(Records from a data source)
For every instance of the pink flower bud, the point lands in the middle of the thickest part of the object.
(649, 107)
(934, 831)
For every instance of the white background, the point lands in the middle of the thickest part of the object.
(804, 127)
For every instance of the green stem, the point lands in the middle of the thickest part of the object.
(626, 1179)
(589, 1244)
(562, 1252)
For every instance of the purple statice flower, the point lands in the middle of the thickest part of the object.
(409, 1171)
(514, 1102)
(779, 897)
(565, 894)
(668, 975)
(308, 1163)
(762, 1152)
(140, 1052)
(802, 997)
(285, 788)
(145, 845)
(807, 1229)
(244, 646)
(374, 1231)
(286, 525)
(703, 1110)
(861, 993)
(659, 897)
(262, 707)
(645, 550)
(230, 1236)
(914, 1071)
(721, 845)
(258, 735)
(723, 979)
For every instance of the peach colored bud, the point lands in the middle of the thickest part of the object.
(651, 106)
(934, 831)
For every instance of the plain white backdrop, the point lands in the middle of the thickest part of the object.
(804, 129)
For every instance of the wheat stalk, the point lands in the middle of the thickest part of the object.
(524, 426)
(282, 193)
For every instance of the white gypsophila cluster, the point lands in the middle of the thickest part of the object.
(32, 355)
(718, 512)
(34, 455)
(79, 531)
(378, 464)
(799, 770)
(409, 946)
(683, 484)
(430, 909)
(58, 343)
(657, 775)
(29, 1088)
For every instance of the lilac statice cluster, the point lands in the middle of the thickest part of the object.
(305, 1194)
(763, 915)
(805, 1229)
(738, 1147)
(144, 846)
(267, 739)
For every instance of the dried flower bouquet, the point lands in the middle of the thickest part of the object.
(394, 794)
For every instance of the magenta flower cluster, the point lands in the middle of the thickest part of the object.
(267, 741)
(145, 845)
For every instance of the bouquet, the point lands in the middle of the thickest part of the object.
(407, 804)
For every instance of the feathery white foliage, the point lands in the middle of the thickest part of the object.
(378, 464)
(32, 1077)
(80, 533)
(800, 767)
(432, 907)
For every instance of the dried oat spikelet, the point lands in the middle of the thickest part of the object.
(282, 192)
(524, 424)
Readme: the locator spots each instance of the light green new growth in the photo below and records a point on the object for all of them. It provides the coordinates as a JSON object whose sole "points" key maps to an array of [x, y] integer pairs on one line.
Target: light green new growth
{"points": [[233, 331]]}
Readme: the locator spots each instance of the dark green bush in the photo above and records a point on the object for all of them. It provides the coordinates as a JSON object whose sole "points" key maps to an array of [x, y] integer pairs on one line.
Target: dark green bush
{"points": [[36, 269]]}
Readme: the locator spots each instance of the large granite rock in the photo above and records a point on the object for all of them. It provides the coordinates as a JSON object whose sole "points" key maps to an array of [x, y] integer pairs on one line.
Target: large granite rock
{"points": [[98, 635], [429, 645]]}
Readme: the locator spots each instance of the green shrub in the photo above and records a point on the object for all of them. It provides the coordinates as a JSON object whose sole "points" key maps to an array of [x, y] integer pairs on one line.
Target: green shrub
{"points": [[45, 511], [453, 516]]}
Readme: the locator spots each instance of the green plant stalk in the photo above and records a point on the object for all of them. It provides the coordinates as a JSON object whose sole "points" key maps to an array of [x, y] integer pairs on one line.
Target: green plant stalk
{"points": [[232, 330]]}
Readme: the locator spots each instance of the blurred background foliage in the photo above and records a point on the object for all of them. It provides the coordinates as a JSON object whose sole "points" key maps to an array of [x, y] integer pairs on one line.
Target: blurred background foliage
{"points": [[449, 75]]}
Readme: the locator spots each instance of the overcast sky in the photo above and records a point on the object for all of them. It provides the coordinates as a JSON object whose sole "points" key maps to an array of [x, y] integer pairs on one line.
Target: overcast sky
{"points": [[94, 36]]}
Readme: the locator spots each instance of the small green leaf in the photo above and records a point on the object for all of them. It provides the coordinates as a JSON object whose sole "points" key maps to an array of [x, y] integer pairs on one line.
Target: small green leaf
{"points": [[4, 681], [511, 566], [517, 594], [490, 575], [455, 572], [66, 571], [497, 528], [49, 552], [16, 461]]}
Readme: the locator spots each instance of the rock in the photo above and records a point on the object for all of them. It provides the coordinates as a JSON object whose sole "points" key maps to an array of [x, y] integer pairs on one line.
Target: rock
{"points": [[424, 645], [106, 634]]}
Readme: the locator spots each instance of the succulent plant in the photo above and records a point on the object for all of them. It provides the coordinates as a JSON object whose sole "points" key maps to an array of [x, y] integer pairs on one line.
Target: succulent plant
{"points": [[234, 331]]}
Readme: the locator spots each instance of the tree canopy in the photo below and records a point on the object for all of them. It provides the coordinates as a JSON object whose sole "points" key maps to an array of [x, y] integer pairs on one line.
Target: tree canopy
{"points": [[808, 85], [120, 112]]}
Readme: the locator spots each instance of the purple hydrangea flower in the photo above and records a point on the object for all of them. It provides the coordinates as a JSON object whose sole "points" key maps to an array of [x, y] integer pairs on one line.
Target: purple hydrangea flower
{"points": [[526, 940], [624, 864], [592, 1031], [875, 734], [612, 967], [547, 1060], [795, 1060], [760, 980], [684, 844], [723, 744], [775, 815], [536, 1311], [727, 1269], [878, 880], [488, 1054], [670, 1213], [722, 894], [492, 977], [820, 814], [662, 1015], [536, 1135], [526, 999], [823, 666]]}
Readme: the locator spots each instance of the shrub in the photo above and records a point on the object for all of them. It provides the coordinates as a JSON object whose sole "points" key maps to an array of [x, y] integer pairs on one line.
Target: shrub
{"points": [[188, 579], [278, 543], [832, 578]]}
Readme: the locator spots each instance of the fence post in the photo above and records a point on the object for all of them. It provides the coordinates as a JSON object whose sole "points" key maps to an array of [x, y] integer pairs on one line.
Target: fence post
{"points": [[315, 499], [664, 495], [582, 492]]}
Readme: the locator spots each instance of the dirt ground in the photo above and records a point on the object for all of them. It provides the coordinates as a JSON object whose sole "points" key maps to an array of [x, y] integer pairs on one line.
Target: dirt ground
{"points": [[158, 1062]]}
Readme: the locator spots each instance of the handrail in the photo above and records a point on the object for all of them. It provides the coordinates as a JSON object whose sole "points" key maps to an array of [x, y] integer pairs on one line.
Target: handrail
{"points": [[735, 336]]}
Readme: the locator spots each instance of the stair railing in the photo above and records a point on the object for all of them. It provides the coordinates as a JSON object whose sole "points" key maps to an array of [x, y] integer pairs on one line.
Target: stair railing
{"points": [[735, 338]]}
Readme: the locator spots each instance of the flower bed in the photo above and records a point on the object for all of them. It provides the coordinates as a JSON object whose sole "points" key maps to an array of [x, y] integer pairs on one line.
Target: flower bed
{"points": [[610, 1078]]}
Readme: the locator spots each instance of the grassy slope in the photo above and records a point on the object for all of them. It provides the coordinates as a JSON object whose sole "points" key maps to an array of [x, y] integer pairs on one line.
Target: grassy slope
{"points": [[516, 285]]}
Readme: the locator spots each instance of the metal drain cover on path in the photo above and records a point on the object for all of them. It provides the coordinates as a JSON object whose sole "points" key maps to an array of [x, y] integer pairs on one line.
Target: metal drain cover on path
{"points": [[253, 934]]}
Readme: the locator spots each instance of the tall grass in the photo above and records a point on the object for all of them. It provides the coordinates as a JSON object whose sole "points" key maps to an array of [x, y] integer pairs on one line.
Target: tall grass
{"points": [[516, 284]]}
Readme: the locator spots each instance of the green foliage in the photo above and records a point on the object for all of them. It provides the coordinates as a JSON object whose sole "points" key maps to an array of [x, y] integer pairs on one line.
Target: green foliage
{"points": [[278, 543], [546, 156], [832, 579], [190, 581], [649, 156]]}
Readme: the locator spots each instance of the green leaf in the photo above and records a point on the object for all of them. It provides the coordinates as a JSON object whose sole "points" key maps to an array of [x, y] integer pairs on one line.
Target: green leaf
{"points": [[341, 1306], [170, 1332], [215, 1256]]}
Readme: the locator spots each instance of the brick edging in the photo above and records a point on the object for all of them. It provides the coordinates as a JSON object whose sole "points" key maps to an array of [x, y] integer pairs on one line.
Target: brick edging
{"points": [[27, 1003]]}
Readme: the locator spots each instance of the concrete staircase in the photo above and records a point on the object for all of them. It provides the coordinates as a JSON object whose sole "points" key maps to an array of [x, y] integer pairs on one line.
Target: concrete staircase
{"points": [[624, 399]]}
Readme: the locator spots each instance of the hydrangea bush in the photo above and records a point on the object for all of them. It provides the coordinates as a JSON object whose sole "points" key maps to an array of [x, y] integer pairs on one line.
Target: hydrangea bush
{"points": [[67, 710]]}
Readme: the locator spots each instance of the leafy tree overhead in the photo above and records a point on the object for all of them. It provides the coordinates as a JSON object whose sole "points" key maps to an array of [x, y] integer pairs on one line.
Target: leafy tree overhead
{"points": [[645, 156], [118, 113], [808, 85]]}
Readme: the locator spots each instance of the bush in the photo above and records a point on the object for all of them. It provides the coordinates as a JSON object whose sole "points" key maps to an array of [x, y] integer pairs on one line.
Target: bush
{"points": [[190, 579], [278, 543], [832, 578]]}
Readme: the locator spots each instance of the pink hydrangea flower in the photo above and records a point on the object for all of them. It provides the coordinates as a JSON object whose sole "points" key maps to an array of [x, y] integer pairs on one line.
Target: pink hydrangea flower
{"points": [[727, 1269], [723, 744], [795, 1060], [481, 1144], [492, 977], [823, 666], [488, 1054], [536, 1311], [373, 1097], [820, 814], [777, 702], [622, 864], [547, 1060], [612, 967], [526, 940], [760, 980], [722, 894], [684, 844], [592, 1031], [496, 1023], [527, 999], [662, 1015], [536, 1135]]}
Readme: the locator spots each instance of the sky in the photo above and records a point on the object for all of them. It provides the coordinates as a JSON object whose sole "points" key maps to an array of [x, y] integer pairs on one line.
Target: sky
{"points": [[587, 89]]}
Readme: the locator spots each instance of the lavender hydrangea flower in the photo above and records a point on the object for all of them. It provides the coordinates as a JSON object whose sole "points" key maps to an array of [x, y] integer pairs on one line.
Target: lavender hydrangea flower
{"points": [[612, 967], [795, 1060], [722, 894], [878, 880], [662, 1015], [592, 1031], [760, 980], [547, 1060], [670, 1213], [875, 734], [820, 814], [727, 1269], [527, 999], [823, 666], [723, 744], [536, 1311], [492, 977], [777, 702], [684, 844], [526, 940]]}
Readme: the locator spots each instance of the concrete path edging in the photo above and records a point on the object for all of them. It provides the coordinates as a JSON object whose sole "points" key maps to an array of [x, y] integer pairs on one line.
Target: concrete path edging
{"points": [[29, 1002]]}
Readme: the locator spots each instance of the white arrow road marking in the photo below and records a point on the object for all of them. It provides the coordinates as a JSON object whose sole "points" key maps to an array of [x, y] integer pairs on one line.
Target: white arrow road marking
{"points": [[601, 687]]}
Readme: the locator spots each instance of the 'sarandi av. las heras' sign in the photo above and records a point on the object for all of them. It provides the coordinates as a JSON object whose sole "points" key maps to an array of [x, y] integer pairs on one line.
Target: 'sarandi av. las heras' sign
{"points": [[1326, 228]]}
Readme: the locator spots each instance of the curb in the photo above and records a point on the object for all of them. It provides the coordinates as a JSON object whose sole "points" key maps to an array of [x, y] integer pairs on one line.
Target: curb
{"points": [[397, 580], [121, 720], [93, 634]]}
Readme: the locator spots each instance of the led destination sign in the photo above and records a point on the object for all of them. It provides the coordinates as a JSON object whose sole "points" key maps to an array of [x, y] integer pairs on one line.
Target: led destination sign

BRIEF:
Check each line of the entries, and copy the ones that contain "destination".

EXERCISE ANSWER:
Readme: the locator spots each instance of the led destination sign in the photo above and records a point on the object for all of them. It provides the coordinates as a JSON object whose sole "points" key maps to an array of [x, y] integer pairs on one line.
Target: led destination sign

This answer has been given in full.